* **TAREAS**:
(1) Enumera lo que el narrador prefería de los menús maternos según el texto sobre la comida en su infancia.
(2) En el texto sobre la comida en la infancia, ¿por qué la madre consideraba imprescindible el potaje de lentejas?
(3) Prosigue el texto sobre la comida en la infancia a partir de su última frase.

* **TEXTO DEL EJERCICIO**:
- - - - - - -
Desde muy pequeño estuve acostumbrado a oír la cantinela que solía repetirme mi madre: "Hay que ver lo delicao que es este niño pa comer", contraponiéndome de esa forma a mis hermanos, a lo que se ve, mucho más transigentes que yo en cuanto a los asuntos del condumio. A pesar de ser una excelente cocinera, mis preferencias en los menús maternos se limitaban a los clásicos huevos con patatas, las latas de "corned beef" y la mantequilla del pato (ambos de Gibraltar) y alguna que otra fruslería azucarada como las bizcotelas. En todo caso mi madre resolvía mi "problema nutritivo" facilitándome con el pasapurés la ingestión de diversos guisos y potajes (en especial el de lentejas ya que ella consideraba imprescindible la aportación de hierro de dicha legumbre). Además, complementaba mi dieta con una cucharada diaria de "Calcio 20" (brebaje de repugnante sabor que al ingerirse antes de comer tenía la virtud de arruinarte el paladar para todo lo que comías después), pastillas de aceite de hígado de bacalao (no menos asquerosas) y para "abrir las ganas de comer" una yema de huevo con quina San Clemente o con un vaso de café (al contrario que las anteriores medicinas, ambos "combinados" estaban buenísimos).
- - - - - - -
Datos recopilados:
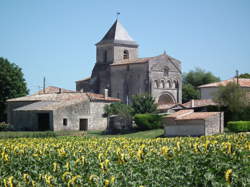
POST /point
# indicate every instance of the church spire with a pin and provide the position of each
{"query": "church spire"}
(117, 34)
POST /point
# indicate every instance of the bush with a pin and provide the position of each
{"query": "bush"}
(5, 126)
(239, 126)
(148, 121)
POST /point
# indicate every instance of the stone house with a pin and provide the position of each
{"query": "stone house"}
(190, 123)
(207, 90)
(58, 110)
(119, 69)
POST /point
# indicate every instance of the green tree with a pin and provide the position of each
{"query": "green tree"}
(192, 80)
(245, 75)
(12, 84)
(143, 103)
(189, 92)
(234, 98)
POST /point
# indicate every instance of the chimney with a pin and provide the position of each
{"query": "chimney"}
(192, 103)
(106, 91)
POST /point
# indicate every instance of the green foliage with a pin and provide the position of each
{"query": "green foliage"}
(12, 84)
(189, 92)
(233, 97)
(192, 80)
(245, 75)
(239, 126)
(148, 121)
(4, 126)
(143, 103)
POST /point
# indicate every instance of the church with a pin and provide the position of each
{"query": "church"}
(120, 72)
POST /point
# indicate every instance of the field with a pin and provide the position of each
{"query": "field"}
(221, 160)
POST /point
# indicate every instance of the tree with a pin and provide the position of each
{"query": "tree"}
(12, 84)
(143, 103)
(189, 92)
(192, 80)
(233, 97)
(245, 75)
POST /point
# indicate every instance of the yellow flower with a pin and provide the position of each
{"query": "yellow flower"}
(228, 175)
(106, 183)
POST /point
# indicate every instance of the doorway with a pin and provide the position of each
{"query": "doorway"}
(83, 124)
(43, 122)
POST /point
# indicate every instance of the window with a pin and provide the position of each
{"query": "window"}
(65, 121)
(125, 54)
(166, 71)
(105, 56)
(156, 84)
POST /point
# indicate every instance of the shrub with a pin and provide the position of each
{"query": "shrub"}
(148, 121)
(4, 126)
(239, 126)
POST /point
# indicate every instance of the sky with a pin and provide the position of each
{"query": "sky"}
(56, 38)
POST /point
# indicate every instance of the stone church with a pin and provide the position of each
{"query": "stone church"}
(119, 70)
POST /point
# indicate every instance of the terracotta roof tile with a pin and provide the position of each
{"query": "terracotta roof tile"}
(100, 97)
(199, 103)
(197, 115)
(242, 83)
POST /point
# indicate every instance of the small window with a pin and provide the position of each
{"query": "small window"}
(125, 54)
(65, 121)
(166, 71)
(105, 56)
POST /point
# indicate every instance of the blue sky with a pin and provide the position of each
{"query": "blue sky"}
(55, 38)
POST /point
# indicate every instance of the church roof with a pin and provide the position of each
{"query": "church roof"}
(117, 34)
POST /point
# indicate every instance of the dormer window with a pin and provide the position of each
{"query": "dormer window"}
(105, 56)
(125, 54)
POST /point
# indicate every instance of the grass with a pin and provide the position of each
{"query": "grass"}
(43, 134)
(141, 134)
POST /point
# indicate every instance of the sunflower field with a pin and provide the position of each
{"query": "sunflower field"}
(222, 160)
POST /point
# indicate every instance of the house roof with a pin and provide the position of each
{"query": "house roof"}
(53, 89)
(117, 34)
(199, 103)
(242, 83)
(64, 97)
(191, 115)
(86, 79)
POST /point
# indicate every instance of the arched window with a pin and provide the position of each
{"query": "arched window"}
(166, 71)
(162, 84)
(169, 84)
(125, 54)
(175, 84)
(156, 84)
(105, 56)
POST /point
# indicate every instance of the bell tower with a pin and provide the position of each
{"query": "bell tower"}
(116, 46)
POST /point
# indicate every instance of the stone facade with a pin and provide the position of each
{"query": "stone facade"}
(190, 123)
(59, 111)
(119, 69)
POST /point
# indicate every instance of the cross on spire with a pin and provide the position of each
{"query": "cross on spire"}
(117, 15)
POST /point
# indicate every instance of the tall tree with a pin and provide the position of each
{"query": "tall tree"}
(234, 98)
(192, 80)
(12, 84)
(245, 75)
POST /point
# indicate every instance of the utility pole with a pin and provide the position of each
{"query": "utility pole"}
(44, 85)
(237, 77)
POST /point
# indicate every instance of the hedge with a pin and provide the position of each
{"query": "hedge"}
(239, 126)
(148, 121)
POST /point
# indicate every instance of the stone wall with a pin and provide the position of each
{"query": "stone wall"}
(73, 114)
(215, 124)
(184, 128)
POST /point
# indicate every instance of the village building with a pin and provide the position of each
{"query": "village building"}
(190, 123)
(207, 91)
(119, 69)
(58, 109)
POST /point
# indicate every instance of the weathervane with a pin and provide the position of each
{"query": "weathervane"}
(117, 14)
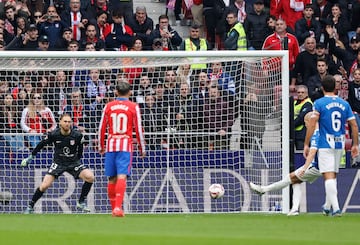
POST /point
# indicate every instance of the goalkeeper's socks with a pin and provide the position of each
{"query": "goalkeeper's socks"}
(278, 185)
(331, 193)
(37, 195)
(111, 194)
(84, 191)
(120, 191)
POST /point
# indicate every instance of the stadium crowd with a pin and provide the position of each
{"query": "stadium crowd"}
(322, 38)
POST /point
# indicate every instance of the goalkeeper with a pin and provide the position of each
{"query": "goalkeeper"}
(309, 172)
(68, 149)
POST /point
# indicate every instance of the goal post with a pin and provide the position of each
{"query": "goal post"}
(209, 117)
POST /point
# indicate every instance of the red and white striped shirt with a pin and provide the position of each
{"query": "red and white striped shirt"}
(119, 118)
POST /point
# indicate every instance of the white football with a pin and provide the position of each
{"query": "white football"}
(216, 191)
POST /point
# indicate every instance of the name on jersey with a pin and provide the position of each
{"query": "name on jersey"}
(335, 104)
(121, 107)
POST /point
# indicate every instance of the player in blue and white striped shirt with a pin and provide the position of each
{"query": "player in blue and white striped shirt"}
(332, 113)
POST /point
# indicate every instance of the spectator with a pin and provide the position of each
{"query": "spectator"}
(157, 44)
(170, 84)
(197, 12)
(314, 83)
(184, 73)
(95, 88)
(321, 52)
(10, 123)
(10, 20)
(346, 56)
(185, 118)
(101, 24)
(169, 37)
(28, 38)
(194, 43)
(91, 37)
(218, 119)
(322, 10)
(79, 112)
(236, 37)
(224, 80)
(354, 99)
(142, 25)
(43, 43)
(302, 105)
(255, 26)
(276, 41)
(307, 26)
(153, 119)
(305, 64)
(63, 43)
(137, 44)
(51, 25)
(59, 93)
(98, 6)
(37, 118)
(118, 35)
(340, 24)
(126, 6)
(290, 11)
(241, 9)
(76, 19)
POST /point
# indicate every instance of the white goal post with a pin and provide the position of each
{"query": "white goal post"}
(209, 117)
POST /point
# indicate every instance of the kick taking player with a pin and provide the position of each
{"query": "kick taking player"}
(332, 113)
(68, 144)
(118, 120)
(309, 172)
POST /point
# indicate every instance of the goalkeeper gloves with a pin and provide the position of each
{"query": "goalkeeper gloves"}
(26, 161)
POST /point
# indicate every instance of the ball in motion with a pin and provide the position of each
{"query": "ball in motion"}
(216, 191)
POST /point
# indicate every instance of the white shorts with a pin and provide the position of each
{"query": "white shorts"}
(310, 175)
(329, 159)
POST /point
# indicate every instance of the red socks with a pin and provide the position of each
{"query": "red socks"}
(120, 191)
(111, 194)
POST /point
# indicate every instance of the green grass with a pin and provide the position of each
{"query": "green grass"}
(182, 229)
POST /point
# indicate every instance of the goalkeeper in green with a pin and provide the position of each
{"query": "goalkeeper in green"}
(68, 149)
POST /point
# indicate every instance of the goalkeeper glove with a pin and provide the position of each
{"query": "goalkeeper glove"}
(26, 161)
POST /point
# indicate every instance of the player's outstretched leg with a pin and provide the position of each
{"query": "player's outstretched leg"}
(82, 206)
(37, 195)
(256, 188)
(29, 210)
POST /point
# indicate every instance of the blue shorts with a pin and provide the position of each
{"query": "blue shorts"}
(117, 163)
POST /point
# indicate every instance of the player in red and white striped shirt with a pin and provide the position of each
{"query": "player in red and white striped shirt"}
(120, 117)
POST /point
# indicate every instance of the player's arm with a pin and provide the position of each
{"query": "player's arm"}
(81, 146)
(139, 131)
(354, 135)
(310, 128)
(309, 159)
(47, 139)
(102, 131)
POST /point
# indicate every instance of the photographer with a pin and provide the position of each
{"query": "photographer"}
(50, 25)
(314, 83)
(37, 118)
(170, 38)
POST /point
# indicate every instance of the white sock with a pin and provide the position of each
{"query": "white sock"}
(331, 193)
(296, 196)
(277, 185)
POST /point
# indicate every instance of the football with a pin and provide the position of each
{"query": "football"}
(216, 191)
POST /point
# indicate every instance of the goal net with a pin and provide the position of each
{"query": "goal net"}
(209, 117)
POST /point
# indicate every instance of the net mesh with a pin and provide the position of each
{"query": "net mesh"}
(208, 119)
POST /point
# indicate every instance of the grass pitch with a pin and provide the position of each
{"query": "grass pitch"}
(177, 229)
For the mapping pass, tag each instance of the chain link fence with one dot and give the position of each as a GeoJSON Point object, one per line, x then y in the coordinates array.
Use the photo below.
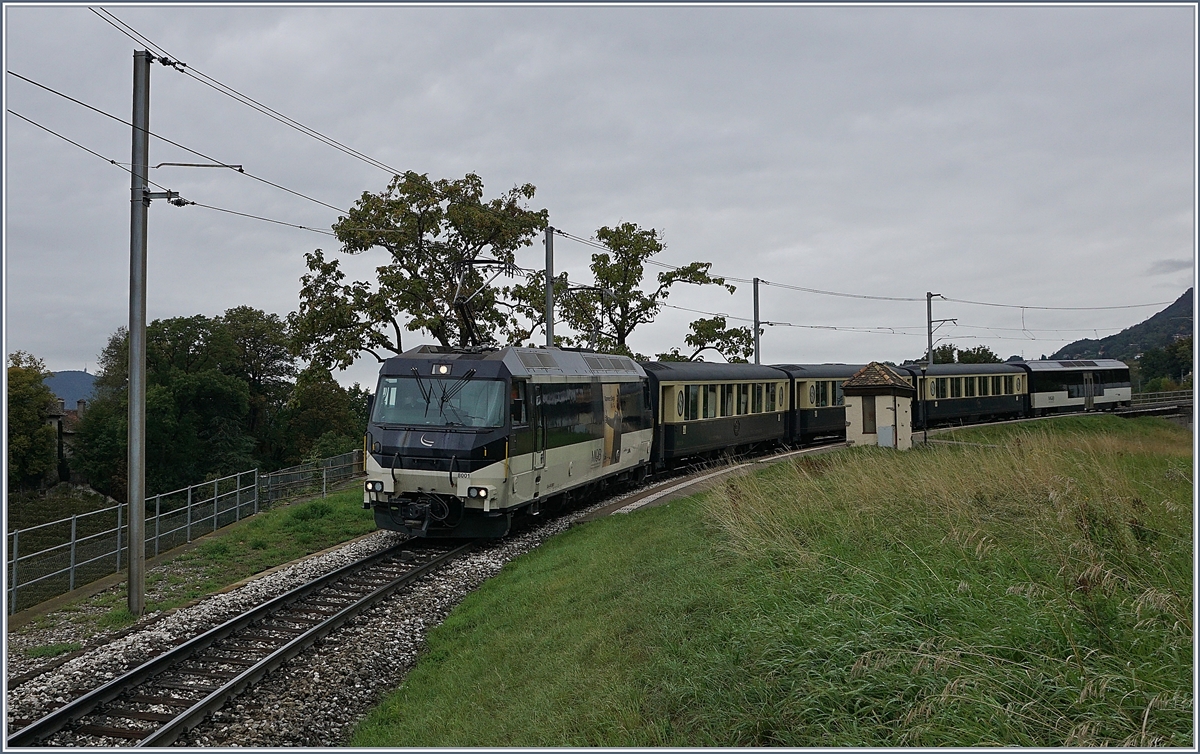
{"type": "Point", "coordinates": [53, 558]}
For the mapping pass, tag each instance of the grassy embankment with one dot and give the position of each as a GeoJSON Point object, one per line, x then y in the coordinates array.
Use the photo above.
{"type": "Point", "coordinates": [1032, 594]}
{"type": "Point", "coordinates": [240, 550]}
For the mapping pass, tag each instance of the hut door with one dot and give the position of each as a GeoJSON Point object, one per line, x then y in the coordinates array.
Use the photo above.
{"type": "Point", "coordinates": [869, 414]}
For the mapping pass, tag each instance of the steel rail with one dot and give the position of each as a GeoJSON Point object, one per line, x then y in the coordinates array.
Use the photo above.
{"type": "Point", "coordinates": [89, 702]}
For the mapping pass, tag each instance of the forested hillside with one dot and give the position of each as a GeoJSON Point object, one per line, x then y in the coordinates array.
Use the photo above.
{"type": "Point", "coordinates": [1158, 331]}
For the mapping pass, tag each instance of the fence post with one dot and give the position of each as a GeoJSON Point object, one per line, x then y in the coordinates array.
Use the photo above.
{"type": "Point", "coordinates": [71, 587]}
{"type": "Point", "coordinates": [157, 519]}
{"type": "Point", "coordinates": [16, 555]}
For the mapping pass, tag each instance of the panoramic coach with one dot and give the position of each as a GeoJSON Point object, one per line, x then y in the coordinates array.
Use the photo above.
{"type": "Point", "coordinates": [460, 442]}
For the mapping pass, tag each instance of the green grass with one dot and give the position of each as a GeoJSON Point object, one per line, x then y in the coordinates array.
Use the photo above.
{"type": "Point", "coordinates": [235, 552]}
{"type": "Point", "coordinates": [53, 650]}
{"type": "Point", "coordinates": [1036, 594]}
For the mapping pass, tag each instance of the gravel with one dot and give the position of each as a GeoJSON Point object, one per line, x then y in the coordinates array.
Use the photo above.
{"type": "Point", "coordinates": [315, 699]}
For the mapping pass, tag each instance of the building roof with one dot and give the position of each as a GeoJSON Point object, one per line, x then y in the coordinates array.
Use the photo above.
{"type": "Point", "coordinates": [876, 376]}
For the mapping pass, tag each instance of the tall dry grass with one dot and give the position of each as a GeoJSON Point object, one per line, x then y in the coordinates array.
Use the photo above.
{"type": "Point", "coordinates": [1037, 591]}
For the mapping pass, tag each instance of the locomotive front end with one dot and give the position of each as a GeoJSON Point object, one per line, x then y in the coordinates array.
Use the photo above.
{"type": "Point", "coordinates": [438, 446]}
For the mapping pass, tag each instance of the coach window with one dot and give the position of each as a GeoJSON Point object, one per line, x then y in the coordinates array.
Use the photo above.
{"type": "Point", "coordinates": [693, 402]}
{"type": "Point", "coordinates": [517, 405]}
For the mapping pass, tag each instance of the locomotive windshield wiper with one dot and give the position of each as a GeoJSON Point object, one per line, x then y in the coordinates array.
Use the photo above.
{"type": "Point", "coordinates": [448, 393]}
{"type": "Point", "coordinates": [427, 394]}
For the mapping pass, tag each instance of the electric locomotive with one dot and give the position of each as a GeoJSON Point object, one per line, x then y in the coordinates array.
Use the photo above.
{"type": "Point", "coordinates": [461, 442]}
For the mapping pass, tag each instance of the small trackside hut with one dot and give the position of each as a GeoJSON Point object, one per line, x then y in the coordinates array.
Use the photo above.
{"type": "Point", "coordinates": [879, 407]}
{"type": "Point", "coordinates": [460, 442]}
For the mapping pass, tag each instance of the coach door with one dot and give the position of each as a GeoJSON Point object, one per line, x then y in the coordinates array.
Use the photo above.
{"type": "Point", "coordinates": [539, 431]}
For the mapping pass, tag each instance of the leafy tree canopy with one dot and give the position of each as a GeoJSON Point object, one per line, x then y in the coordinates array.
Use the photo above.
{"type": "Point", "coordinates": [31, 438]}
{"type": "Point", "coordinates": [735, 345]}
{"type": "Point", "coordinates": [979, 354]}
{"type": "Point", "coordinates": [447, 243]}
{"type": "Point", "coordinates": [619, 305]}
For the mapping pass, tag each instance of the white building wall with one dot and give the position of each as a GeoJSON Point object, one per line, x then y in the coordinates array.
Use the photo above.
{"type": "Point", "coordinates": [889, 411]}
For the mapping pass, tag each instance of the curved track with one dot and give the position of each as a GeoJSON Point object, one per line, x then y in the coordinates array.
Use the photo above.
{"type": "Point", "coordinates": [157, 701]}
- - - - - - -
* **RESPUESTAS**:
(1) Los huevos con patatas, las latas de "corned beef", la mantequilla del pato y las bizcotelas.

(2) Por la aportación de hierro de dicha legumbre.

(3)
Sirva lo anterior para ilustrar que el mínimo de sabores que discrimina mi paladar, unido a mi nula capacidad para degustar con deleite platos novedosos, me convierten en la antítesis del buen gourmet, esto es, en un discapacitado gastronómico. No obstante y a pesar de la muy probable atrofia de mi sentido del gusto, considero que sí tengo aceptablemente desarrollado otro sentido: el sentido común el mismo que me advierte que desde hace ya unos cuantos años se nos está vendiendo una considerable milonga bajo los epígrafes de la "nueva cocina", la "alta cocina" y -su variante más mamarracha- la "cocina molecular". Mientras que a los restaurantes de toda la vida el cliente acude a comer, en estos modernos "templos" regentados por "artistas" antes que cocineros (y avalados por periodistas y gourmets) el comensal asiste a una experiencia gastronómica donde la vajilla, el montaje estético del plato y la decoración del local tienen más trascendencia que el producto que se sirve (generalmente escaso). En los restaurantes de estos "gurús", el cliente no disfruta comiendo si no haciendo fotos a los platos antes de probarlos para después poder fardar de su "experiencia" en el Facebook. Una tortilla deconstruida seguirá siendo una ridiculez al lado de la de toda la vida; a qué probar la majadería de la "empanadilla de aceite de oliva" teniendo a mano la delicia de mojar un trozo de pan en aceite y sal, y acaso no es un sin sentido alardear de haber comido la "momia de salmonete", una raspa del jugoso pez frita y envuelta en algodón de azúcar, es decir, pagar a precio de oro la espina de pescado que… ¡antes echábamos a los gatos!